Given data:
⟨

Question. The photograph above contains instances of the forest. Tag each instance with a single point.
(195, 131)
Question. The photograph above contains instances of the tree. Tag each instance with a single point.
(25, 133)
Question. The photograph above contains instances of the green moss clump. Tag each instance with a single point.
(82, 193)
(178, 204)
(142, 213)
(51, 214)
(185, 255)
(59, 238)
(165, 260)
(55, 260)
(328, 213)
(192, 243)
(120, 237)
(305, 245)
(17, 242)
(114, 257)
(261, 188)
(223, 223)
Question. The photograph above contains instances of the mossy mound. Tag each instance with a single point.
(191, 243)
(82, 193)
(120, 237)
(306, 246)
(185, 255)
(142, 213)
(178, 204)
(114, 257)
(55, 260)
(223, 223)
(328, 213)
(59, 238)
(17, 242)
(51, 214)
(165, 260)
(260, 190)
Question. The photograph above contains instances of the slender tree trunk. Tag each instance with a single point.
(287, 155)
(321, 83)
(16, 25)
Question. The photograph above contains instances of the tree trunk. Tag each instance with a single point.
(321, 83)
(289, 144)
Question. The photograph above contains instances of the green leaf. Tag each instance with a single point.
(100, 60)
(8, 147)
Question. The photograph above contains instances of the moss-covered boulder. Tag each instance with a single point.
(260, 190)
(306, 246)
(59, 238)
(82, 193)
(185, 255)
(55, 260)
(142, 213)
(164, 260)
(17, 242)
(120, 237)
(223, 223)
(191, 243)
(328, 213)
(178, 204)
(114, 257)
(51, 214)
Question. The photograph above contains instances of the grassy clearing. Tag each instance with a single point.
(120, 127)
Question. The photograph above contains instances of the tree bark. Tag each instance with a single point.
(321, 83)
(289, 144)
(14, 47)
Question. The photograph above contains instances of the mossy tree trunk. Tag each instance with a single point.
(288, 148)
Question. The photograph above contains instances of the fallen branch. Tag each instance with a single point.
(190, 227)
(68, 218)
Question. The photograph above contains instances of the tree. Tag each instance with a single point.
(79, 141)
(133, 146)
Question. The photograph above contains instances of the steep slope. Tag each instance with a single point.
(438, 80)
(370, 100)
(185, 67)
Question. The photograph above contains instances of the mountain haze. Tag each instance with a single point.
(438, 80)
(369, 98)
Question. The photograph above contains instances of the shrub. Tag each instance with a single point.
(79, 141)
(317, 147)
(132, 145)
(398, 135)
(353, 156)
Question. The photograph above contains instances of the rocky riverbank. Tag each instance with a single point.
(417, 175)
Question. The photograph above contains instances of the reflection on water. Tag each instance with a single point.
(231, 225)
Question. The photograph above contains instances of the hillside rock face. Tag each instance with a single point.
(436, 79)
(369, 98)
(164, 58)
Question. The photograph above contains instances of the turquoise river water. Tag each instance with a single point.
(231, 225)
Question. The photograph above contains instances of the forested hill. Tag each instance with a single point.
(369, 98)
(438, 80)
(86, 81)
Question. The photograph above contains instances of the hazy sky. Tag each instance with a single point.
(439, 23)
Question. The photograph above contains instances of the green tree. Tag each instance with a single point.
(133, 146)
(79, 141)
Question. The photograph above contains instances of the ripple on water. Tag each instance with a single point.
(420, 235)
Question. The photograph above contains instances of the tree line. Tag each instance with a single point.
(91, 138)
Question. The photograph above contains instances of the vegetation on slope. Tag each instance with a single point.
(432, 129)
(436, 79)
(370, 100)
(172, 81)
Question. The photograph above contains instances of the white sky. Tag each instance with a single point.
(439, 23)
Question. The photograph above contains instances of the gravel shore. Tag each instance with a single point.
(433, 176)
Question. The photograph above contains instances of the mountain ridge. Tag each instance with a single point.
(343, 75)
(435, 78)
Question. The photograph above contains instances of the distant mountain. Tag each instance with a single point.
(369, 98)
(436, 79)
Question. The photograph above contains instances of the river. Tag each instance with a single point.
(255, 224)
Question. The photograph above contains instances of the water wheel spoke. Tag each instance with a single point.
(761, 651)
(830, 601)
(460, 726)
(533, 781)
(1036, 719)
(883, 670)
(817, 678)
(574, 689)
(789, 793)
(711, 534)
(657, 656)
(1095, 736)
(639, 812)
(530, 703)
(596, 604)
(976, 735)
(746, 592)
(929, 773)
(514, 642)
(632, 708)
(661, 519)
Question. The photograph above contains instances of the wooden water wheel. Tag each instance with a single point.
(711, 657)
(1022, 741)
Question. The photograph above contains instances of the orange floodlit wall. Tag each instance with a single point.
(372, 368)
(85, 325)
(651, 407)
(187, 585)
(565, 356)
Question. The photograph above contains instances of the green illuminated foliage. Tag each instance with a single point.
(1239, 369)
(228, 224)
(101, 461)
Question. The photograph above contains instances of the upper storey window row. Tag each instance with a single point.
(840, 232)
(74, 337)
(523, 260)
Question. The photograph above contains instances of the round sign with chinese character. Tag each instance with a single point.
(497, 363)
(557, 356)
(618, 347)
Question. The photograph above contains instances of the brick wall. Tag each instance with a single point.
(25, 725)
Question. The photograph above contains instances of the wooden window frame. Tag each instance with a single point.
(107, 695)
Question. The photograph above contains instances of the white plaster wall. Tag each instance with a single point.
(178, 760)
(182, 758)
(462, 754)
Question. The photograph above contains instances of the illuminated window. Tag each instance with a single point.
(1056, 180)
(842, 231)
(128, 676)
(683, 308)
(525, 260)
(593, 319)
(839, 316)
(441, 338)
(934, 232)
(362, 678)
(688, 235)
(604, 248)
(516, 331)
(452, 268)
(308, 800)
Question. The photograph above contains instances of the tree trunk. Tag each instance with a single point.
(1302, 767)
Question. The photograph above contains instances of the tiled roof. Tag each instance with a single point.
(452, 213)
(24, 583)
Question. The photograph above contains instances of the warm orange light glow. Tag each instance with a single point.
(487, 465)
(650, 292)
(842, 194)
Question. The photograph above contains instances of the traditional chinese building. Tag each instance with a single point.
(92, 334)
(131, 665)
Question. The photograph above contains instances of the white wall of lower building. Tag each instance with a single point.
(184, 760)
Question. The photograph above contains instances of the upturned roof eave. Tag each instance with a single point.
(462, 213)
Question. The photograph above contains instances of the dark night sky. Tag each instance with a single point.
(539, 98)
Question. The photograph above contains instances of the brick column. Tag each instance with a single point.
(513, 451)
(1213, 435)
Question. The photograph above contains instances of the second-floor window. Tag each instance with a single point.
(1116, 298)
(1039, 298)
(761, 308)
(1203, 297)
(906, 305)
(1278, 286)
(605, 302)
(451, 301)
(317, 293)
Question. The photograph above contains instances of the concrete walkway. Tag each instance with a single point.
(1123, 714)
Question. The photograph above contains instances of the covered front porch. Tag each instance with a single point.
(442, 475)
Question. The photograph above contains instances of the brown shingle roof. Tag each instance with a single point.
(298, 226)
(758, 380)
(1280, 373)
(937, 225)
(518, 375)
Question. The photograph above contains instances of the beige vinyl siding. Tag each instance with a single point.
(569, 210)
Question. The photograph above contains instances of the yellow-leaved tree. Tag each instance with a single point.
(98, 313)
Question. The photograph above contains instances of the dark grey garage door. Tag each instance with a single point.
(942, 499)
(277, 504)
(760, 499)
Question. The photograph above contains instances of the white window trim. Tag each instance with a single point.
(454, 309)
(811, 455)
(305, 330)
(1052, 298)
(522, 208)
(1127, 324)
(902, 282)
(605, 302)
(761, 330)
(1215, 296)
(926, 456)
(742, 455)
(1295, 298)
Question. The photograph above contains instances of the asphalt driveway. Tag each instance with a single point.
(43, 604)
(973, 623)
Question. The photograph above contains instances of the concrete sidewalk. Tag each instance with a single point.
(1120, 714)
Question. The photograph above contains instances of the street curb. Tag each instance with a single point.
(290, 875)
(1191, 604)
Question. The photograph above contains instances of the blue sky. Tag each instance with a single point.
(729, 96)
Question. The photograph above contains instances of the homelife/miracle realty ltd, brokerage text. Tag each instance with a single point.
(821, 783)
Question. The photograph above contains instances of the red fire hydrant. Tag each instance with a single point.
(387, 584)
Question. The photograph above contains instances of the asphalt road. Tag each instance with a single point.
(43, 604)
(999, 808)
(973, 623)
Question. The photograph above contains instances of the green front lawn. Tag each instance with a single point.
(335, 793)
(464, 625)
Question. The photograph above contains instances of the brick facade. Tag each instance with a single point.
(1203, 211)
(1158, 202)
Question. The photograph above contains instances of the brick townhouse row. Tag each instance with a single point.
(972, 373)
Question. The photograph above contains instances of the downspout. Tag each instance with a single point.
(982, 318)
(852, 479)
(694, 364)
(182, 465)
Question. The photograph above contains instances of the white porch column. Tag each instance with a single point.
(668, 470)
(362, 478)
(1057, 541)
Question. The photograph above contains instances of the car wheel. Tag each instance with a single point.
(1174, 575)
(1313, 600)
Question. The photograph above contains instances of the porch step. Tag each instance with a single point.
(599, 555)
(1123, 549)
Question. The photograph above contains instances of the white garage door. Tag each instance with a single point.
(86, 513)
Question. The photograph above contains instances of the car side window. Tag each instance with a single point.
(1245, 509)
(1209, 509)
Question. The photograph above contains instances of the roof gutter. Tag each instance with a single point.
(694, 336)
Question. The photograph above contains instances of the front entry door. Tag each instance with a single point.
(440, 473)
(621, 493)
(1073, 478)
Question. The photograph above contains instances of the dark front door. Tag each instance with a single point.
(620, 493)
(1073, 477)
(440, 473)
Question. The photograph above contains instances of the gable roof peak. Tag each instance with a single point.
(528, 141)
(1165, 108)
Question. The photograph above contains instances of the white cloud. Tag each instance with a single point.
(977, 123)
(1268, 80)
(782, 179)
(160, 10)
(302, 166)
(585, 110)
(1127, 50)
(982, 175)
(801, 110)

⟩

Task objective:
Find "Question. The photograph above contains instances of the porch" in the data above, then repeat that line and all lines after it exactly, ending with the final line.

Full answer:
Question. The photograph above contains instances of the porch step. Tag each instance with a single point.
(599, 555)
(1123, 549)
Question. The photograph above contains instances of the white garage door. Tag each instance with a single point.
(86, 513)
Question. The photograph above contains instances of the car side window. Tag each instance with a single point.
(1245, 509)
(1209, 509)
Question. The photograph above contains instances of the roof gutter. Tag each instance with a single point.
(694, 336)
Question. The photograph above contains instances of the front entry door. Tag each instance with a single point.
(440, 473)
(621, 493)
(1073, 478)
Question. The photograph above contains instances of the dark front door. Tag each instance with a single point.
(620, 493)
(1073, 477)
(440, 473)
Question. The photograph above contains instances of the gable roof peak. Tag each instance with a single point.
(528, 141)
(1165, 108)
Question. The photograph above contains instances of the white cloud. Tag each instance with a single point.
(977, 123)
(1268, 80)
(782, 179)
(160, 10)
(302, 166)
(585, 110)
(1127, 50)
(982, 175)
(801, 110)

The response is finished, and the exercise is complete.